### What to do
Rewrite the stretch from the start of the rows through the line containing "(1111, 749)", swapping every "utility pole" for "power pole" and keeping everything else the same.

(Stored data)
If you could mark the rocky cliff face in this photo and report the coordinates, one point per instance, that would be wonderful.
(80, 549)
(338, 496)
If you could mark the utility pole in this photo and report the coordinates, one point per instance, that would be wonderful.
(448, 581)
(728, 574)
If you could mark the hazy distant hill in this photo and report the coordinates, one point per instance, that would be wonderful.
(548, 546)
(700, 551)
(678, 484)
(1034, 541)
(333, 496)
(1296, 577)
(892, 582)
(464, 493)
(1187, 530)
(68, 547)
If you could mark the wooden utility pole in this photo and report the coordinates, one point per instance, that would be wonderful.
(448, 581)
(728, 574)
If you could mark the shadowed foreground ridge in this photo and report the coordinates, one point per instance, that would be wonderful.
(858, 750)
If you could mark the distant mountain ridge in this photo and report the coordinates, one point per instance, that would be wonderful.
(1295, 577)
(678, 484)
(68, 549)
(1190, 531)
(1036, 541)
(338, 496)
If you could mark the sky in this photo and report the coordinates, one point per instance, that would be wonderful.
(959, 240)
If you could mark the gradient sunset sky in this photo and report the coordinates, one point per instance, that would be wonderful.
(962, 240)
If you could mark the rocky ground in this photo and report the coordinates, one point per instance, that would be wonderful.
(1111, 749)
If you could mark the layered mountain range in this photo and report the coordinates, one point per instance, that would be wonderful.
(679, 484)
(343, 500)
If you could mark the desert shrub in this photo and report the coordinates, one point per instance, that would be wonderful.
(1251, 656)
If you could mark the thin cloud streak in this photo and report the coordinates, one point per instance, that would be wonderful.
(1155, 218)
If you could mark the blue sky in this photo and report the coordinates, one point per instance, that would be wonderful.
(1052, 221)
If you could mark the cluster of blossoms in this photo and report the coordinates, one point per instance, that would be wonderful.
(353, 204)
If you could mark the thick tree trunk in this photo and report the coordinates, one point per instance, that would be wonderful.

### Correct output
If you could mark the rocky cliff face in this photo and report the coordinates, one point per instance, that would be wonderful.
(80, 549)
(338, 496)
If you could mark the power pole in this photo and report the coordinates, one point per instance, that would be wonderful.
(448, 581)
(728, 574)
If you could mark the hazy distant hill in this photo and report the coordinates, one point per instance, that would be wonderful.
(548, 546)
(700, 551)
(678, 484)
(1034, 541)
(333, 496)
(1296, 577)
(892, 582)
(464, 493)
(1187, 530)
(68, 547)
If you could mark the wooden power pole in this photo and report the coordinates, one point per instance, that would be wonderful.
(448, 581)
(728, 574)
If you could mark the shadowed foreground ridge in this photo and report the coordinates, one point per instance, that would be wonderful.
(858, 750)
If you could mark the distant mountain ridge in this photo and report the coordinates, one point per instance, that would be wonderful.
(1295, 577)
(678, 484)
(68, 549)
(1190, 531)
(1036, 541)
(338, 496)
If you could mark the sky in this photo and report the coordinates, one point per instance, that would be wonderful.
(959, 240)
If you could mark the gradient sunset sky in this photo and report the coordinates, one point per instance, that would be wonderful.
(962, 240)
If you could mark the rocky ground in this photo and report the coordinates, one point per instance, that would be wonderful.
(1111, 749)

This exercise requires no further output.